> _PROBLEM REQUIREMENTS_
In the listing below, find the line containing "wooden dining table". Write out that line and every line after it to the end, exactly and only those.

(Point annotation records)
* Start *
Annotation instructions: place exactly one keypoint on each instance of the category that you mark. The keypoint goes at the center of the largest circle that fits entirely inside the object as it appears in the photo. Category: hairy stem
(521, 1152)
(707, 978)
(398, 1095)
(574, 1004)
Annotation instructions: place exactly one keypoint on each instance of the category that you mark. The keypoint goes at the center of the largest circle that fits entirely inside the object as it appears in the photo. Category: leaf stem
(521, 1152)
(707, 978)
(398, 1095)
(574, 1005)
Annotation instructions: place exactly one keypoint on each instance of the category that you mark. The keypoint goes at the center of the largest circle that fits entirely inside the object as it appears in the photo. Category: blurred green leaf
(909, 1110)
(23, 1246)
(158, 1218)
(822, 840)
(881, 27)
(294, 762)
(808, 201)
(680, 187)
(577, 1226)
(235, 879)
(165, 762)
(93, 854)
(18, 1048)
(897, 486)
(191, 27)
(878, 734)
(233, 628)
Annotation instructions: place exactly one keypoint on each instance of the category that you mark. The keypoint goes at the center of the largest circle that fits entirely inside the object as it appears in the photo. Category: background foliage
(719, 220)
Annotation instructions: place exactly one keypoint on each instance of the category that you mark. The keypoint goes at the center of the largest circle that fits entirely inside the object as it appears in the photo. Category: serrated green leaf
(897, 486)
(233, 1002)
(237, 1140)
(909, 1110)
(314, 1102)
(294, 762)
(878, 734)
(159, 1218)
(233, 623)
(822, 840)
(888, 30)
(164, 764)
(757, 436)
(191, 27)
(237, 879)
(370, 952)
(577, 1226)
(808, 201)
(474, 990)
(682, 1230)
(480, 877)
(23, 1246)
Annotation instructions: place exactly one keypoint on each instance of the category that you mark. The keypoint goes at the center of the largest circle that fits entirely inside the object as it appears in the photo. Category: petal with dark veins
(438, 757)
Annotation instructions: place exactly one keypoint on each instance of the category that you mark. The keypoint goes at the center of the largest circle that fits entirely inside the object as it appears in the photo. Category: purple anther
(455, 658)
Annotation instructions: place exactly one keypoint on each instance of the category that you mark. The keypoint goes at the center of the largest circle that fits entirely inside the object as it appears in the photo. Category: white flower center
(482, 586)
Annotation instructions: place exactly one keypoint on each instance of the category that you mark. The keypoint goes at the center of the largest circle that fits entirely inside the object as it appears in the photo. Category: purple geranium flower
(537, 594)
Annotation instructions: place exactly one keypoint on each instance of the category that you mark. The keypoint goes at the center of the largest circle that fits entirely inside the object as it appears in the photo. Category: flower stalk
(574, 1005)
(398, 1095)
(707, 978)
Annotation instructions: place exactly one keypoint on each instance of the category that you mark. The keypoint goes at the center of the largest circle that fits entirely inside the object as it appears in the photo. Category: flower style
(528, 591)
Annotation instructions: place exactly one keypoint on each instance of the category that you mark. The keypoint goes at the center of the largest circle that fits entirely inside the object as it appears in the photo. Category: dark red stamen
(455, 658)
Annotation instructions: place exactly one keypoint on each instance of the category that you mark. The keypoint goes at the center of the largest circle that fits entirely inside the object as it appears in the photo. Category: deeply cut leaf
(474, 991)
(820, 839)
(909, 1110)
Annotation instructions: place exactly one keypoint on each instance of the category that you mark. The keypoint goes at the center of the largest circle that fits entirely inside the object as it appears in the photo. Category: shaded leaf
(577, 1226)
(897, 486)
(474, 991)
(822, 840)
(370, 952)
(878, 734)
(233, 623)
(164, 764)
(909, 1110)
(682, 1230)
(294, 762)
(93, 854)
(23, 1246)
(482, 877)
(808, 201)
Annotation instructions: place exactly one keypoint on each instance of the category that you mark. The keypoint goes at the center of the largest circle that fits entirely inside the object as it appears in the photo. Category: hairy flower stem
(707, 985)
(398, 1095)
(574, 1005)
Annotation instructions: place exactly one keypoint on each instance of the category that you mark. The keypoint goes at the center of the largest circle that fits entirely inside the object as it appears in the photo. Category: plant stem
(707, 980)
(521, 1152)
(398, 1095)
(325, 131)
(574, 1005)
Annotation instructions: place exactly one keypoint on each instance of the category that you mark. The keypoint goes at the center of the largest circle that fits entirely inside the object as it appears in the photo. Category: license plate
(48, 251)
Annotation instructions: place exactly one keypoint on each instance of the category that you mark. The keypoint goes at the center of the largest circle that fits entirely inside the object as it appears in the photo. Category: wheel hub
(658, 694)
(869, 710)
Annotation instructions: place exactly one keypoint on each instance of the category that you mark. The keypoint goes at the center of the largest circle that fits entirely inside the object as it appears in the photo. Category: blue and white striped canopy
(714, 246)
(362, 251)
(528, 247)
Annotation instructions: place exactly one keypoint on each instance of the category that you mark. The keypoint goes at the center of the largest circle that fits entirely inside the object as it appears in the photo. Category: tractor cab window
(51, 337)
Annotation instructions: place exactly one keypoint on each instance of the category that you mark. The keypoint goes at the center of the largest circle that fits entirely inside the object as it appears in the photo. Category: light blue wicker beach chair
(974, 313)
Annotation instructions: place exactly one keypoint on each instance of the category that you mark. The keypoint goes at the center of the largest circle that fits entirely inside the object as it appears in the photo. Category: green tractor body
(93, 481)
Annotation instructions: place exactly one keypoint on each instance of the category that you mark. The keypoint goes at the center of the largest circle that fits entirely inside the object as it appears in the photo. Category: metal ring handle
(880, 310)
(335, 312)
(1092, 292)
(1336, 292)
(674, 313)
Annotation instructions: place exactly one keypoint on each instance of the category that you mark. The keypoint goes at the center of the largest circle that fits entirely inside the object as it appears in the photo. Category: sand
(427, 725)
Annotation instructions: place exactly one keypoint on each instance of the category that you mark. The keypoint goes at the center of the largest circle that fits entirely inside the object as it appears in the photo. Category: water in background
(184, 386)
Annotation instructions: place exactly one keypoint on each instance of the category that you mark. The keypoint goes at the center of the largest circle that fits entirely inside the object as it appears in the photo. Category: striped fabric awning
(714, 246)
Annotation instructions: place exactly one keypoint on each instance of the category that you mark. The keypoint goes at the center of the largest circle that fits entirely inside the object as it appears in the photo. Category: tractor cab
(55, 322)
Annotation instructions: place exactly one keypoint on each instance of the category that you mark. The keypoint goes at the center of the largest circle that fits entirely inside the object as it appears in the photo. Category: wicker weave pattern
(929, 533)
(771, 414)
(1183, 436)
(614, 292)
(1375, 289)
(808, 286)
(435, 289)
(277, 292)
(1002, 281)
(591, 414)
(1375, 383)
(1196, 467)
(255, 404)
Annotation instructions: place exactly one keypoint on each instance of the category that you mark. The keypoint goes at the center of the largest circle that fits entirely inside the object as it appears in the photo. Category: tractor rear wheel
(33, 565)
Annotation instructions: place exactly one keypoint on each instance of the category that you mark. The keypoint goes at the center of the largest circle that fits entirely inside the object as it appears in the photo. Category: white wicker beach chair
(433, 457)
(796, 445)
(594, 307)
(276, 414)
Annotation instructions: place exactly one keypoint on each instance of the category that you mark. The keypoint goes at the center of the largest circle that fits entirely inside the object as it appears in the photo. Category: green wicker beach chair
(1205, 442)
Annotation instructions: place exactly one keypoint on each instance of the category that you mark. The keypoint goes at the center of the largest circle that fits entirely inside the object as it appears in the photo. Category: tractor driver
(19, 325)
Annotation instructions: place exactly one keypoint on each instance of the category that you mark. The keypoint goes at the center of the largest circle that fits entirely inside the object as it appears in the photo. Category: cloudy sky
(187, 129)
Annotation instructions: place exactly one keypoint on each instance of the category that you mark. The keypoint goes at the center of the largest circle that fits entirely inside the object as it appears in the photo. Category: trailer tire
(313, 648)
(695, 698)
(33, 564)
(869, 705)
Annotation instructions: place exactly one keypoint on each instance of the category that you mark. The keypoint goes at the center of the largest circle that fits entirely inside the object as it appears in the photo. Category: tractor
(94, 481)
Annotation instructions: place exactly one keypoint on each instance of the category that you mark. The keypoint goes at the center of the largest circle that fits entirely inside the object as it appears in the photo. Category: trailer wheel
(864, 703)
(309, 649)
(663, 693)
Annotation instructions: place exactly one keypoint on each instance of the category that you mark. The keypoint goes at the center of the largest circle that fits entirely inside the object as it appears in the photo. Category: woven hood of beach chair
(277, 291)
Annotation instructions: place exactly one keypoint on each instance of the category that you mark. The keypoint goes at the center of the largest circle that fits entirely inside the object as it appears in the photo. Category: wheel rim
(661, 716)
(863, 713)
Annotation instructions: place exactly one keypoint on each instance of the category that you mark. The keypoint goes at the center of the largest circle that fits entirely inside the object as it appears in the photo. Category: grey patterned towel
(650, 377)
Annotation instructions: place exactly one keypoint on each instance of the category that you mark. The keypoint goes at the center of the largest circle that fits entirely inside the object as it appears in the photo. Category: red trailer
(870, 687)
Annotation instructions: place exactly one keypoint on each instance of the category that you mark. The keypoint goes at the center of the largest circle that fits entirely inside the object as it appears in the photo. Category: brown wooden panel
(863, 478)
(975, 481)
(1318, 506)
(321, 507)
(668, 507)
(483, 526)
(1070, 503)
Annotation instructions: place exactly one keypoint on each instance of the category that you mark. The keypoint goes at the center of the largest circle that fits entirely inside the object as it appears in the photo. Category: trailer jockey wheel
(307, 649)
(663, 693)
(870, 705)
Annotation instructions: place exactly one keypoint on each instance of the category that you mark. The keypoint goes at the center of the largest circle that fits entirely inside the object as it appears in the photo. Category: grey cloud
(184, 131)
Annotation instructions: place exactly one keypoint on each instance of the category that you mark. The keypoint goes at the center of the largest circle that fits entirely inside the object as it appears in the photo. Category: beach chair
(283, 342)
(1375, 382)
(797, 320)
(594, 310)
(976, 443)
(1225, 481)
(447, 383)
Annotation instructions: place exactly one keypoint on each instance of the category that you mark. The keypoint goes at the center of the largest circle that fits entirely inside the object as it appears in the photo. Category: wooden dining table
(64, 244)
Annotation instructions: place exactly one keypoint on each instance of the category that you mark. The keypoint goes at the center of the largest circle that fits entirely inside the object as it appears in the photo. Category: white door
* End *
> _THE OUTPUT_
Annotation instructions: place exactly one keypoint on each instance of the category that you mark. The keypoint goes at the center of the largest circle that fits entirely inside the object as it appears in the photo. Category: wooden dining table
(64, 244)
Annotation instructions: place exactly one keypoint on each instance of the category that you mark. The keypoint goes at the center of the largest circle that fits entirely inside the object as it appears in the photo. Category: white door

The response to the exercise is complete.